## What to produce:
Rewrite the listing below, changing each occurrence of "Target" to "Label" and keeping every other part of every line the same.

>> begin

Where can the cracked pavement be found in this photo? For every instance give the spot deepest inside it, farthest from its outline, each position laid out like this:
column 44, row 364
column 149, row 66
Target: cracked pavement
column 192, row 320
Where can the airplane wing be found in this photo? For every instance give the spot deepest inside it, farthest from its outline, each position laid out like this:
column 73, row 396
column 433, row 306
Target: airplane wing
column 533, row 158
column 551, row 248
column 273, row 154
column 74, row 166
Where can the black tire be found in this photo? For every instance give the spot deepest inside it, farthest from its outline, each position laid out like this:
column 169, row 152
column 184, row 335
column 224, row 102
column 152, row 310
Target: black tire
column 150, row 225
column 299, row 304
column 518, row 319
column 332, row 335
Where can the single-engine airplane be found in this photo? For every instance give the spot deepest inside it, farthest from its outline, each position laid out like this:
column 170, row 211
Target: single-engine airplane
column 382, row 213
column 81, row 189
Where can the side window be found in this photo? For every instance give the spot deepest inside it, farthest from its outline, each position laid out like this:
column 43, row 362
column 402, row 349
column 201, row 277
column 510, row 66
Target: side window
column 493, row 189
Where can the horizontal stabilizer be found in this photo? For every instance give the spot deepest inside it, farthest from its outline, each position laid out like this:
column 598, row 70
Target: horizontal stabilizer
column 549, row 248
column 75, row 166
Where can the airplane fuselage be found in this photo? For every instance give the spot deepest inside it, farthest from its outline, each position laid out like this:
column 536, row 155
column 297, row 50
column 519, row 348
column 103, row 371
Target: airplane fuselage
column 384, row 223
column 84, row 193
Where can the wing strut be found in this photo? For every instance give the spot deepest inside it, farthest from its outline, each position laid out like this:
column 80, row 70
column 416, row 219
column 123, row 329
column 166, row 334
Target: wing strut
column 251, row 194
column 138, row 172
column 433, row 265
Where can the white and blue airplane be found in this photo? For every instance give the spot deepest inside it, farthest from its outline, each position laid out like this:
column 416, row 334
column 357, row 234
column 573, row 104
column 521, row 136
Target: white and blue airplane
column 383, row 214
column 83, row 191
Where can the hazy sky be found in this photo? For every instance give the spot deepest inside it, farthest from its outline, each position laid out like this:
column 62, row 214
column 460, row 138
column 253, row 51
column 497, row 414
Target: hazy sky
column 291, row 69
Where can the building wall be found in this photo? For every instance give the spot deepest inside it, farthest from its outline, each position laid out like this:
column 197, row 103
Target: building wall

>> end

## Output:
Where can the cracked pavement be found in this photo? For every instance give the spot deepest inside it, farthest from its outline, each position laid out like this:
column 44, row 364
column 149, row 66
Label: cracked pavement
column 192, row 320
Where can the airplane wing be found in this photo? For every instance give the spot deepest inside it, farthest from its outline, each position laid out like this:
column 73, row 396
column 433, row 306
Label: airplane wing
column 533, row 158
column 551, row 248
column 273, row 154
column 74, row 166
Where can the black tire be found in this photo? For every instance give the spot deepest inside it, farthest from its outline, each position laid out like this:
column 169, row 152
column 184, row 335
column 224, row 102
column 152, row 310
Label: black tire
column 150, row 225
column 299, row 304
column 518, row 319
column 332, row 335
Where can the single-engine airplane be found in this photo? For every instance give the spot deepest inside it, farthest from its outline, each position laid out like this:
column 170, row 211
Label: single-engine airplane
column 382, row 213
column 81, row 189
Where can the side window be found in this photo? For every instance give the spot deepest inside it, farthest from its outline, each position laid out like this:
column 43, row 362
column 402, row 349
column 201, row 277
column 510, row 66
Label: side window
column 493, row 189
Where can the horizontal stabilizer be found in this photo? For every instance give the spot deepest inside it, farthest from its outline, each position laid out like this:
column 598, row 70
Label: horizontal stabilizer
column 549, row 248
column 75, row 166
Where can the airplane fuselage be found in this photo? For every instance give the spot deepest inside it, farthest from its outline, each position laid out like this:
column 536, row 155
column 297, row 50
column 519, row 348
column 103, row 371
Label: airplane fuselage
column 384, row 223
column 84, row 193
Where can the wing strut be found in this photo? For every instance give the spot deepest inside it, farthest from its outline, each position laid out like this:
column 80, row 70
column 416, row 219
column 123, row 329
column 166, row 334
Label: wing strut
column 251, row 194
column 138, row 172
column 433, row 265
Where can the white and blue airplane be found in this photo? For every instance give the spot deepest inside it, farthest from its outline, each position laid out like this:
column 416, row 334
column 357, row 234
column 573, row 104
column 521, row 136
Label: white and blue airplane
column 383, row 214
column 83, row 191
Where can the hazy sky be found in this photo? For every instance give the spot deepest inside it, farthest from its outline, each position laid out like this:
column 62, row 214
column 460, row 138
column 253, row 51
column 497, row 414
Label: hazy sky
column 291, row 69
Where can the building wall be found in this photo? For every instance give the spot deepest inside it, farthest from its outline, each position laid out like this:
column 197, row 103
Label: building wall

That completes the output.